» What you need to do:
1. In the forum post, how often is the scheduled downlink being sent?
2. Reproduce word for word the stretch of the forum post from "I am currently" through "a different question.".

» Extracted text:
>>>
Downlink Being Resent Over and Over Again (V2)

czuvich · May 12, 2020, 3:35pm

I am currently posting a downlink that contains the following data:

POST https://integrations.thethingsnetwork.org/ttn-us-west/api/v2/down/XXX/YYY?key=ZZZ HTTP/1.1
Host: integrations.thethingsnetwork.org
Accept: application/json, text/json, text/x-json, text/javascript, application/xml, text/xml
User-Agent: RestSharp/106.0.0.0
Connection: Keep-Alive
Accept-Encoding: gzip, deflate
Content-Type: application/json
Content-Length: 94

{"dev_id":"MY_DEV_ID","port":1,"confirmed":false,"payload_raw":"Base64Payload"}

So it’s an unconfirmed downlink being sent to a device using ABP with disabled frame counters. What’s happening is that after I schedule the downlink, the downlink is being sent for every uplink. Am I doing something wrong? I attached a screenshot of my traffic from the device. I’m also seeing a “retry” for my uplinks, but that’s a different question.
<<<
» Information provided:
>>>
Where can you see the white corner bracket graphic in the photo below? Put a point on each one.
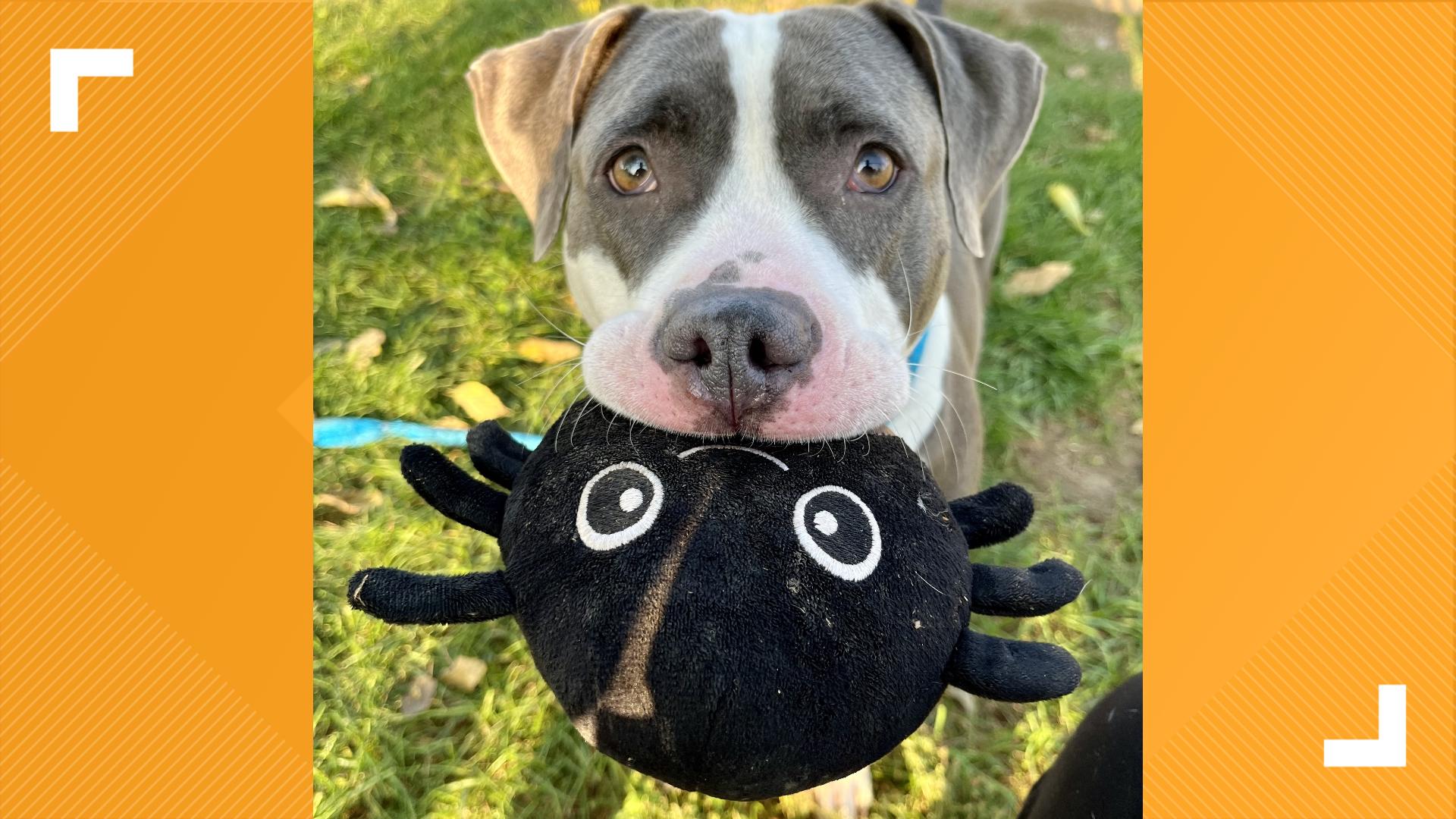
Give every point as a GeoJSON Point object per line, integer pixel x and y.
{"type": "Point", "coordinates": [69, 66]}
{"type": "Point", "coordinates": [1386, 751]}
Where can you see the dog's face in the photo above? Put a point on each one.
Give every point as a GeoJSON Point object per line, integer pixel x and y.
{"type": "Point", "coordinates": [759, 210]}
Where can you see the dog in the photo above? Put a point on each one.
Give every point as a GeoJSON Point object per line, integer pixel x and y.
{"type": "Point", "coordinates": [778, 226]}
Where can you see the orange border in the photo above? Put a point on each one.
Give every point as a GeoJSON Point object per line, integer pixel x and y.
{"type": "Point", "coordinates": [155, 319]}
{"type": "Point", "coordinates": [1299, 404]}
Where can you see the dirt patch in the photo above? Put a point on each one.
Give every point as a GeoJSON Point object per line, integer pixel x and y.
{"type": "Point", "coordinates": [1081, 468]}
{"type": "Point", "coordinates": [1084, 24]}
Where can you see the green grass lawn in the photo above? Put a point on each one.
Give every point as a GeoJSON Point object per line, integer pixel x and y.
{"type": "Point", "coordinates": [455, 292]}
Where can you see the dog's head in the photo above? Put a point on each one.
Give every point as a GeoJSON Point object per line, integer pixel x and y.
{"type": "Point", "coordinates": [759, 210]}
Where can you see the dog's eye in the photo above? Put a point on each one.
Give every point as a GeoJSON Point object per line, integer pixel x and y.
{"type": "Point", "coordinates": [631, 172]}
{"type": "Point", "coordinates": [874, 171]}
{"type": "Point", "coordinates": [837, 531]}
{"type": "Point", "coordinates": [618, 504]}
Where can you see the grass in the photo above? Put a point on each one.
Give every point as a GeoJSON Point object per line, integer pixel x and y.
{"type": "Point", "coordinates": [455, 292]}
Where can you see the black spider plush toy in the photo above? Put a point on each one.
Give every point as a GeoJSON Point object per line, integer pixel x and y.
{"type": "Point", "coordinates": [737, 618]}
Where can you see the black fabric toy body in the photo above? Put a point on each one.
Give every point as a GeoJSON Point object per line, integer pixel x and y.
{"type": "Point", "coordinates": [737, 618]}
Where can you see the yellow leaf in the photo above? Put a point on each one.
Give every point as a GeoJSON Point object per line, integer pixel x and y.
{"type": "Point", "coordinates": [364, 196]}
{"type": "Point", "coordinates": [548, 350]}
{"type": "Point", "coordinates": [1066, 202]}
{"type": "Point", "coordinates": [463, 673]}
{"type": "Point", "coordinates": [366, 347]}
{"type": "Point", "coordinates": [421, 692]}
{"type": "Point", "coordinates": [478, 401]}
{"type": "Point", "coordinates": [1038, 280]}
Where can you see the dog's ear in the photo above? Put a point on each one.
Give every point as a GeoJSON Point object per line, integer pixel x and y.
{"type": "Point", "coordinates": [528, 101]}
{"type": "Point", "coordinates": [989, 93]}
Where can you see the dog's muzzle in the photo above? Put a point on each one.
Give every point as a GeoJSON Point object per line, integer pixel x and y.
{"type": "Point", "coordinates": [737, 349]}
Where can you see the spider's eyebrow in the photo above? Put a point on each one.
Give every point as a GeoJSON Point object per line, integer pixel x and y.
{"type": "Point", "coordinates": [759, 452]}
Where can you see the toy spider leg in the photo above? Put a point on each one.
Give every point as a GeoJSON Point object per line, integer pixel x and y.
{"type": "Point", "coordinates": [450, 490]}
{"type": "Point", "coordinates": [406, 598]}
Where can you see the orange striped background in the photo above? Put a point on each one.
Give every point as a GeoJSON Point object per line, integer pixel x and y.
{"type": "Point", "coordinates": [1299, 404]}
{"type": "Point", "coordinates": [155, 289]}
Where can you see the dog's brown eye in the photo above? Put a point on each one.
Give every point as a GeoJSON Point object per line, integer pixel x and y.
{"type": "Point", "coordinates": [631, 172]}
{"type": "Point", "coordinates": [874, 171]}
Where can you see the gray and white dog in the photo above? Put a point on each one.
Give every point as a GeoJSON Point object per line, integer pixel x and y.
{"type": "Point", "coordinates": [764, 216]}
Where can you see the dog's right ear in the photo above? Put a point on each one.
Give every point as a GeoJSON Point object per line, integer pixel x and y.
{"type": "Point", "coordinates": [528, 101]}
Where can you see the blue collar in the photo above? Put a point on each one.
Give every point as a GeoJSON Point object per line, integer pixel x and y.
{"type": "Point", "coordinates": [915, 354]}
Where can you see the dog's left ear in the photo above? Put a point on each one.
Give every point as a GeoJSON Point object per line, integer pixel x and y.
{"type": "Point", "coordinates": [989, 93]}
{"type": "Point", "coordinates": [528, 101]}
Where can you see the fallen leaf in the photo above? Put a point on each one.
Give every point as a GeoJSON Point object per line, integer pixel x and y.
{"type": "Point", "coordinates": [335, 502]}
{"type": "Point", "coordinates": [346, 503]}
{"type": "Point", "coordinates": [1066, 202]}
{"type": "Point", "coordinates": [465, 673]}
{"type": "Point", "coordinates": [364, 196]}
{"type": "Point", "coordinates": [419, 697]}
{"type": "Point", "coordinates": [548, 350]}
{"type": "Point", "coordinates": [1038, 280]}
{"type": "Point", "coordinates": [478, 401]}
{"type": "Point", "coordinates": [364, 347]}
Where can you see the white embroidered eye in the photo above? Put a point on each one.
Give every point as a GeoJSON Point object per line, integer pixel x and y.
{"type": "Point", "coordinates": [846, 535]}
{"type": "Point", "coordinates": [612, 510]}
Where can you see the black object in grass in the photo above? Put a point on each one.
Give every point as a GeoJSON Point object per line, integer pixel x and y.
{"type": "Point", "coordinates": [739, 618]}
<<<
» Solutions to the tasks:
1. It is being sent for every uplink.

2.
I am currently posting a downlink that contains the following data:

POST https://integrations.thethingsnetwork.org/ttn-us-west/api/v2/down/XXX/YYY?key=ZZZ HTTP/1.1
Host: integrations.thethingsnetwork.org
Accept: application/json, text/json, text/x-json, text/javascript, application/xml, text/xml
User-Agent: RestSharp/106.0.0.0
Connection: Keep-Alive
Accept-Encoding: gzip, deflate
Content-Type: application/json
Content-Length: 94

{"dev_id":"MY_DEV_ID","port":1,"confirmed":false,"payload_raw":"Base64Payload"}

So it’s an unconfirmed downlink being sent to a device using ABP with disabled frame counters. What’s happening is that after I schedule the downlink, the downlink is being sent for every uplink. Am I doing something wrong? I attached a screenshot of my traffic from the device. I’m also seeing a “retry” for my uplinks, but that’s a different question.